# Items for identifying locations

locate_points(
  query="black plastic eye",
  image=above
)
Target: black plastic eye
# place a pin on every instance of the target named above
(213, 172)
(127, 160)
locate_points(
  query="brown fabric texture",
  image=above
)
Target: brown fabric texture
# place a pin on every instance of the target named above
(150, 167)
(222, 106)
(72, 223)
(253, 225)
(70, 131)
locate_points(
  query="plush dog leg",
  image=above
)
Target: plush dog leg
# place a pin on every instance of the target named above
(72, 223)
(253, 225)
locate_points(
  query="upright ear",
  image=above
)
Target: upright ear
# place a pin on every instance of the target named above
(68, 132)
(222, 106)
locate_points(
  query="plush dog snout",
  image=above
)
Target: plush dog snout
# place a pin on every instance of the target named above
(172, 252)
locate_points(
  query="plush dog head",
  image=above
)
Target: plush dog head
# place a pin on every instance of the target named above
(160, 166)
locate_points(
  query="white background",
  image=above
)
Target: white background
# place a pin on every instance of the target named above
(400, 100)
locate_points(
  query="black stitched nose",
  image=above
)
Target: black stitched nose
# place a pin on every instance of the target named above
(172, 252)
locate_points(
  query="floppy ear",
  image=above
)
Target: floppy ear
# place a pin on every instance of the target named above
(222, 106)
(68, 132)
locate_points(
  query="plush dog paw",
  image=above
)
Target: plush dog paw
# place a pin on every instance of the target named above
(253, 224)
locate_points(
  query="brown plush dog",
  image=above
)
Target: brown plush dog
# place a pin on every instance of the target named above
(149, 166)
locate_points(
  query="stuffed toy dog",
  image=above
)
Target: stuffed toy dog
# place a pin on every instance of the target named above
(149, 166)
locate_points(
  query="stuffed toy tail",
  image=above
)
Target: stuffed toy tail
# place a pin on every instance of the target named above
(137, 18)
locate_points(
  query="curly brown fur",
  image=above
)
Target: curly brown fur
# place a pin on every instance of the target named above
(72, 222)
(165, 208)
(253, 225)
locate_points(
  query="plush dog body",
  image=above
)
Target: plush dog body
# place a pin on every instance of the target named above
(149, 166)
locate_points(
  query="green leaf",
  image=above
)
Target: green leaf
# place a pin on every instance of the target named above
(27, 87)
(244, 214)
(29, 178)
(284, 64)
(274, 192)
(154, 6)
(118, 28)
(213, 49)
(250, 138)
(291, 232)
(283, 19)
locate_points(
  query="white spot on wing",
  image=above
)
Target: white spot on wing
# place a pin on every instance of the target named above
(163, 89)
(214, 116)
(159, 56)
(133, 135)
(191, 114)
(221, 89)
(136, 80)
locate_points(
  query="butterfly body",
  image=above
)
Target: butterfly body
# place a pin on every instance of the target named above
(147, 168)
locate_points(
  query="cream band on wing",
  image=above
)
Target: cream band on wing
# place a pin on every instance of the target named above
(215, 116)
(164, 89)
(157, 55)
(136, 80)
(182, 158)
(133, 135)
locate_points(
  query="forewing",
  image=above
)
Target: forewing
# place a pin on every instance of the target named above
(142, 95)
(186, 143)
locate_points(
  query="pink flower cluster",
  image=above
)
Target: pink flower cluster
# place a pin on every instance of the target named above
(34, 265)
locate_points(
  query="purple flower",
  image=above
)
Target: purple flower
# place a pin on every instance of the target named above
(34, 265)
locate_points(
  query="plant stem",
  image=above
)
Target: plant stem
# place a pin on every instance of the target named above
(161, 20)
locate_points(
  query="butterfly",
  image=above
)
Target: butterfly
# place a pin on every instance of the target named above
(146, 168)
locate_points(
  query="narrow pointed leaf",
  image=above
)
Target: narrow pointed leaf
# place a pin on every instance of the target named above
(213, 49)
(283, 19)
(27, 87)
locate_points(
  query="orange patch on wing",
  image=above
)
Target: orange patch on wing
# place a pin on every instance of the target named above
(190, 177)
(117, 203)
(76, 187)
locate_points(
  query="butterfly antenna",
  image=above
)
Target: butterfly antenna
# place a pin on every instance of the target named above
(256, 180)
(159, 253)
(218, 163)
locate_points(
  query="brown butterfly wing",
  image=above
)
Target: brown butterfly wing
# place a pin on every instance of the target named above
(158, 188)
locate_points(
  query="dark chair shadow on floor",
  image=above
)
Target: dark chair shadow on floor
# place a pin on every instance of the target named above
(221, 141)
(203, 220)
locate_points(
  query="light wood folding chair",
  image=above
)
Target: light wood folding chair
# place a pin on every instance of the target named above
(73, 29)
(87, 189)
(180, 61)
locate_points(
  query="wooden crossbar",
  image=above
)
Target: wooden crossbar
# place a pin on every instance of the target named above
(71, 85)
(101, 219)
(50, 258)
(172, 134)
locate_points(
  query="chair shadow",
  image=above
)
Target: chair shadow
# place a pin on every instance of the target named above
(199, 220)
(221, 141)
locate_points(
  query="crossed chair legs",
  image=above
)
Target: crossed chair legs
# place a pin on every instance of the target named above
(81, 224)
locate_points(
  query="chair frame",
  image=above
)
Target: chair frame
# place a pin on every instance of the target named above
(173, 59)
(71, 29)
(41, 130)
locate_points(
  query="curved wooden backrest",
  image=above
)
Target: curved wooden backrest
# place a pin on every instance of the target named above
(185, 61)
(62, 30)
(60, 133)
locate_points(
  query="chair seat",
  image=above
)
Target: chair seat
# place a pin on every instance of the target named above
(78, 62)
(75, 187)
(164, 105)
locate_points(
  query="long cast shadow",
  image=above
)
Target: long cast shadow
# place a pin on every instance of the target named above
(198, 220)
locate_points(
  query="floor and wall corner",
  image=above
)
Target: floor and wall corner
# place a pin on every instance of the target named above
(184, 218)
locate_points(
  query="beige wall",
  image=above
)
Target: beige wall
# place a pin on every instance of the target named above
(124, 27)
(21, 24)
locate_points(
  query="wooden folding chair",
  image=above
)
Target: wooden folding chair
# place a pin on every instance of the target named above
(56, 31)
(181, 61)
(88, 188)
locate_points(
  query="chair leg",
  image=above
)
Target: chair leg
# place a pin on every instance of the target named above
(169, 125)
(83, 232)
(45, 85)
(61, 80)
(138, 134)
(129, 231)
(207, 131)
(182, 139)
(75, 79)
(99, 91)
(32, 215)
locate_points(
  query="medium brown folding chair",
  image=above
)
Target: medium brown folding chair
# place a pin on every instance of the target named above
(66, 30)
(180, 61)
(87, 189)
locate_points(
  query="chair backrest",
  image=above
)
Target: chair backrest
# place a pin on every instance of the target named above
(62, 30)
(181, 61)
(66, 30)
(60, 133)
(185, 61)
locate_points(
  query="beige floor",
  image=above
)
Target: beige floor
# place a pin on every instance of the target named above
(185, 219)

# What you will do
How many lines in the material above contain the string "cluster"? Case counts. Reply with the number only.

# Answer to the problem
2